■ DATA SECTION ■
§
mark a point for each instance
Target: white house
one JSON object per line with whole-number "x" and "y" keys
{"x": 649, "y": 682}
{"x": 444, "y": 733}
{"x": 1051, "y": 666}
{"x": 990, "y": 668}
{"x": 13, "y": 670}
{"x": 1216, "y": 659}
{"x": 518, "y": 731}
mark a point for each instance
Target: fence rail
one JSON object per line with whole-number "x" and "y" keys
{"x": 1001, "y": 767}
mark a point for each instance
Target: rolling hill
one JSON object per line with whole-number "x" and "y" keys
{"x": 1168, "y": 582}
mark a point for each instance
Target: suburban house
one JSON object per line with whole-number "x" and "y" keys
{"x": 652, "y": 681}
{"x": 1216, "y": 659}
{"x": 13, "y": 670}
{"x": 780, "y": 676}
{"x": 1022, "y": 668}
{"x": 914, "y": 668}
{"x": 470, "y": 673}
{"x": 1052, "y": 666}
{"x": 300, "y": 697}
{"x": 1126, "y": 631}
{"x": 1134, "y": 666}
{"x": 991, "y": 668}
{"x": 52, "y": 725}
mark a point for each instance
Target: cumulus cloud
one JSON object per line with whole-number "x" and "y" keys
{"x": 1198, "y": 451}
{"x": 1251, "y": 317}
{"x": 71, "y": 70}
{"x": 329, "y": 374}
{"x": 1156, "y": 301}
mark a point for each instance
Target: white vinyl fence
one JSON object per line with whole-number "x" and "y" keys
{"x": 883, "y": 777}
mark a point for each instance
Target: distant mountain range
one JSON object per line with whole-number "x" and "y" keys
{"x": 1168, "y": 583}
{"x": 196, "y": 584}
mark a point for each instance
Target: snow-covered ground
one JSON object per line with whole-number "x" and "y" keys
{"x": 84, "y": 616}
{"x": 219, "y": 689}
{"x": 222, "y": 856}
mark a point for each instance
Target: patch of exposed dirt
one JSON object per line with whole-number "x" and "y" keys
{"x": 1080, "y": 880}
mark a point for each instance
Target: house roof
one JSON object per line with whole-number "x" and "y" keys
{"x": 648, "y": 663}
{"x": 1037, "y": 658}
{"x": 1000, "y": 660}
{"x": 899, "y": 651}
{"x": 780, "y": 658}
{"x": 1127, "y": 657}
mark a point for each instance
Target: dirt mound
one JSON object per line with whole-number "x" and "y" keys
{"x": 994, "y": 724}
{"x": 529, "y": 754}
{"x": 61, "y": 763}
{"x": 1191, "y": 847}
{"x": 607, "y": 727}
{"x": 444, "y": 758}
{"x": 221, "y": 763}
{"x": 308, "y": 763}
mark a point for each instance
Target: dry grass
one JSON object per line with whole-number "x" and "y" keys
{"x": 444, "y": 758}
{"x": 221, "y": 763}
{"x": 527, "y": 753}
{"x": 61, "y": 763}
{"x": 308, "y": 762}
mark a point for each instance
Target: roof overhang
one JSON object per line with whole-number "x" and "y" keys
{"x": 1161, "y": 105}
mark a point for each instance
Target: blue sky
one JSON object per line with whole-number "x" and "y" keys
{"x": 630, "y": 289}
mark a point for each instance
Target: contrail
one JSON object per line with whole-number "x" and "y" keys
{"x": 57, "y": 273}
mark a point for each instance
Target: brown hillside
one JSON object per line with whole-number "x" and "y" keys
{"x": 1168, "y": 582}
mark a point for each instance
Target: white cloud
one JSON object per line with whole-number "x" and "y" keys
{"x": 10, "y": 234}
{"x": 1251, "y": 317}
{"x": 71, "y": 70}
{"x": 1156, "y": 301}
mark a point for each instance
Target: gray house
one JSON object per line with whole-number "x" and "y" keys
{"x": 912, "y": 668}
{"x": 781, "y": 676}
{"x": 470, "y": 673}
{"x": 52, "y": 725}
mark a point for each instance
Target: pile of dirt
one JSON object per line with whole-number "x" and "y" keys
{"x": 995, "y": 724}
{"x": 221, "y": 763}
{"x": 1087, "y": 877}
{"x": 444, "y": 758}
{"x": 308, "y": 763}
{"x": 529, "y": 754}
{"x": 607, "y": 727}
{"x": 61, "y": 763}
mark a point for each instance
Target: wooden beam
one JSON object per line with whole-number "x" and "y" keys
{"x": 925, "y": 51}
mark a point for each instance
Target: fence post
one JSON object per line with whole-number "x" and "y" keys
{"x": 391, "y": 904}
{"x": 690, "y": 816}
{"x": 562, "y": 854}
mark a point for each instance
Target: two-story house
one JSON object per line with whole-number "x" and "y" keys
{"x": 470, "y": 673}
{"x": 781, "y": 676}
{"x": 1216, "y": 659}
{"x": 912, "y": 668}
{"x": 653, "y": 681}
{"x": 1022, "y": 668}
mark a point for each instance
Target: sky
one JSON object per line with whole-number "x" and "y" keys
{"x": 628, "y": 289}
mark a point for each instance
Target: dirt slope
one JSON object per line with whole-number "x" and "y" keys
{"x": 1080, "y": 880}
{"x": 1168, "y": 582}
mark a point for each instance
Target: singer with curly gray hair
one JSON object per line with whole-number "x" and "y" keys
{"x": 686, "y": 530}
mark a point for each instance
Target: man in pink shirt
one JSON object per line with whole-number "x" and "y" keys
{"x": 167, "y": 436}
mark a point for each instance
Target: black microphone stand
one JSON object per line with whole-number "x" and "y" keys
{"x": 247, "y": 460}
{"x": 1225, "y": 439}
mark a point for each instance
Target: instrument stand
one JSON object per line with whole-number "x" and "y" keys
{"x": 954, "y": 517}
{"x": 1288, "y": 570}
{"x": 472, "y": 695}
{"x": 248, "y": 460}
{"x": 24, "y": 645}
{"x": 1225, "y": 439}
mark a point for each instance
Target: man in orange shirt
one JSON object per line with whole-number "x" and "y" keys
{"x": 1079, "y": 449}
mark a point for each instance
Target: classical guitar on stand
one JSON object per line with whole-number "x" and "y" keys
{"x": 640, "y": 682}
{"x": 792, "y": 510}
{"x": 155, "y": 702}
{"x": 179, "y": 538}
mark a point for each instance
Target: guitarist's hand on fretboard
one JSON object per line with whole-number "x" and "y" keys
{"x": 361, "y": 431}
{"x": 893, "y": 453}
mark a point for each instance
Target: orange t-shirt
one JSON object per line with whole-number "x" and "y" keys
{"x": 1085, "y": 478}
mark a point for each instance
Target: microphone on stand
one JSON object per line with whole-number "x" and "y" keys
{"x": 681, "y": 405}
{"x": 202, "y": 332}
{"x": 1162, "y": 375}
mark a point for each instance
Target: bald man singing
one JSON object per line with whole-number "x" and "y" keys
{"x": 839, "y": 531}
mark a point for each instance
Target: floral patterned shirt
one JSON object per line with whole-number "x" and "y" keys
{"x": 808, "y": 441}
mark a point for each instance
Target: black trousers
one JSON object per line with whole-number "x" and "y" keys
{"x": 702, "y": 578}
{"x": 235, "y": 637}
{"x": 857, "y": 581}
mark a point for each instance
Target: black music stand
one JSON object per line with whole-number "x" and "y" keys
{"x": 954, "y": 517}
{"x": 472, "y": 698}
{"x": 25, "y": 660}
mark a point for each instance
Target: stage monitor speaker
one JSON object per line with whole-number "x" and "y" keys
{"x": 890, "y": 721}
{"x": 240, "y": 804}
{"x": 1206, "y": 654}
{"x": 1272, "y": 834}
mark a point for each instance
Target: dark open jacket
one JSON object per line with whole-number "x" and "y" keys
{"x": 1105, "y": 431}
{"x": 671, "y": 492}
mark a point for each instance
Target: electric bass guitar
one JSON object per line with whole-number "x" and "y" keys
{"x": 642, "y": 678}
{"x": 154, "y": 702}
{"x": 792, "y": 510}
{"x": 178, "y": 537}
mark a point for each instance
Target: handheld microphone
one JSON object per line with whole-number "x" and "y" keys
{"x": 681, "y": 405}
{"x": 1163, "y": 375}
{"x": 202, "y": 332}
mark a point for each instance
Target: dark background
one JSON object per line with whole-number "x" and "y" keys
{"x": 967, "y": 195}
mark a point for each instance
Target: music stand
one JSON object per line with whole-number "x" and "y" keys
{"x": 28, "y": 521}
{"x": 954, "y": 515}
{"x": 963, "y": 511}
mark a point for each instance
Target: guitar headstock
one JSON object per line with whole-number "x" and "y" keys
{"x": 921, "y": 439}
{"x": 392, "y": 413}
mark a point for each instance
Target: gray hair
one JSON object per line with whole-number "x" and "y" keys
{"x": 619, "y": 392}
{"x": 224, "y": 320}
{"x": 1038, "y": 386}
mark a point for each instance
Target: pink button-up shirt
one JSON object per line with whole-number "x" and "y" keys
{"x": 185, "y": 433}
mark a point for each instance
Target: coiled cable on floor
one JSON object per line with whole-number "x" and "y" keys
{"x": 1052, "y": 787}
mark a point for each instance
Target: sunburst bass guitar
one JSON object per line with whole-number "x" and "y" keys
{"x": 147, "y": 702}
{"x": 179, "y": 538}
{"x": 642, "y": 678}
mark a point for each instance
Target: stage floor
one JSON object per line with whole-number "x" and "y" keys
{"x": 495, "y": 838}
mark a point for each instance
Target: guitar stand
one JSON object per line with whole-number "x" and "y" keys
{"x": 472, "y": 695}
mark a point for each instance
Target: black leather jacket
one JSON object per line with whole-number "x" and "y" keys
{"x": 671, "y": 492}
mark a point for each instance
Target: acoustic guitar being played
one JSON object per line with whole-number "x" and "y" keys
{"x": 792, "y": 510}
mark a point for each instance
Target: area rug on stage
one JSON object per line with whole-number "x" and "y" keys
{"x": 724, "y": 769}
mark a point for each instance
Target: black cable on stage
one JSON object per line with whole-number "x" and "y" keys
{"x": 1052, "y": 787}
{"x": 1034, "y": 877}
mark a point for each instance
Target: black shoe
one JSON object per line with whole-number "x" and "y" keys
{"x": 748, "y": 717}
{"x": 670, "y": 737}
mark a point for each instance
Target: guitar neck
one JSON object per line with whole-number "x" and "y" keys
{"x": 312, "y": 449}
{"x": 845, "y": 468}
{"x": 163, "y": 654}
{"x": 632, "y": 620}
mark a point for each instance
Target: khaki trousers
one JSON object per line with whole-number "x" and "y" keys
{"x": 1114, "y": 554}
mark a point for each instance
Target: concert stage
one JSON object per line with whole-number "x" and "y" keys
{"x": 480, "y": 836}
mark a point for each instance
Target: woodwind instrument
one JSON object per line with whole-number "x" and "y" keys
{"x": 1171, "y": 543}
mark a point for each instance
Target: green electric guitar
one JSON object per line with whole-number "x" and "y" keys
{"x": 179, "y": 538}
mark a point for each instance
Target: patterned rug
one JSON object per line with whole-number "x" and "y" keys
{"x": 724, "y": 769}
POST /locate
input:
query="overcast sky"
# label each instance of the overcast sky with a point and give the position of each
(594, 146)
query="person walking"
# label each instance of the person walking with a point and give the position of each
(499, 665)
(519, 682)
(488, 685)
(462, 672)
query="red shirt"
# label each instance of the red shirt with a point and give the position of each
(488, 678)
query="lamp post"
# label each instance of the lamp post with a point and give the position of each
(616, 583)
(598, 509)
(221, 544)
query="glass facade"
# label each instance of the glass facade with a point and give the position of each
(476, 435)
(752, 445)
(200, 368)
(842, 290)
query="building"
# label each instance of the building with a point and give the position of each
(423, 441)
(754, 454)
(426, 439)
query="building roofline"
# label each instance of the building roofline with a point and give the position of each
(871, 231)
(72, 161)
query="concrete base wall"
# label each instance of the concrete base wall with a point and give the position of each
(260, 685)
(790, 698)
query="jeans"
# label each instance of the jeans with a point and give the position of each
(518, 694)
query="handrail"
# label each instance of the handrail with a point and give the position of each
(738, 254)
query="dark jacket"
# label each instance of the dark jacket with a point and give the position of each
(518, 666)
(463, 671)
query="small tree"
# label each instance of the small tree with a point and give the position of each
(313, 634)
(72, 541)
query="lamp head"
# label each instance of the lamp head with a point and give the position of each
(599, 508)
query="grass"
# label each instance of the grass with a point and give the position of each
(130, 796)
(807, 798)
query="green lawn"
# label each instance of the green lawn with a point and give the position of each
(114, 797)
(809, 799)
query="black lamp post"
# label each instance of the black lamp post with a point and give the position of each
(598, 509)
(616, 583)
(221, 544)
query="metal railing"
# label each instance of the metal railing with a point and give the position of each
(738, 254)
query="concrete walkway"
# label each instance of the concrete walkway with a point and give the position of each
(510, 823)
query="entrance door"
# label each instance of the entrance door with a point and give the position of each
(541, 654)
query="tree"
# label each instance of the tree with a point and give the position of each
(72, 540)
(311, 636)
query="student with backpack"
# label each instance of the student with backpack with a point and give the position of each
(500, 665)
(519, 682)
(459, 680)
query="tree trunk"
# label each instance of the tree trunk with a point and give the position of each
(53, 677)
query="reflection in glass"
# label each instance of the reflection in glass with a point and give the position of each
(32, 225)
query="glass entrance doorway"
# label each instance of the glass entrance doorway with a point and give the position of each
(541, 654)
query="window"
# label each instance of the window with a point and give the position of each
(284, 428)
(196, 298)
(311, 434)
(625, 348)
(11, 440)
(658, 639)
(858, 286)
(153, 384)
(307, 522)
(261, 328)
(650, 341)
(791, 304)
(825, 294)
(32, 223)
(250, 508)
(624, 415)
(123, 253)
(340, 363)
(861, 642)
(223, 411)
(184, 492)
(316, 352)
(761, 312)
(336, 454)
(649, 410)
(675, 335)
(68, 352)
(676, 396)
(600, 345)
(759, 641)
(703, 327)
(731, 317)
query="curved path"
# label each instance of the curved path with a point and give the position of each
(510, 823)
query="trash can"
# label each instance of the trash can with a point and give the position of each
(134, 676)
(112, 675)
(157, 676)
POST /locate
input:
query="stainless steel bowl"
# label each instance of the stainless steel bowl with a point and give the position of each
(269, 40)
§
■ WHAT IS BEING ASKED ■
Count the lines of the data above that contain the string "stainless", treating uppercase and lowercase as distinct, and give only the number.

■ RESPONSE TO THIS EXERCISE ■
2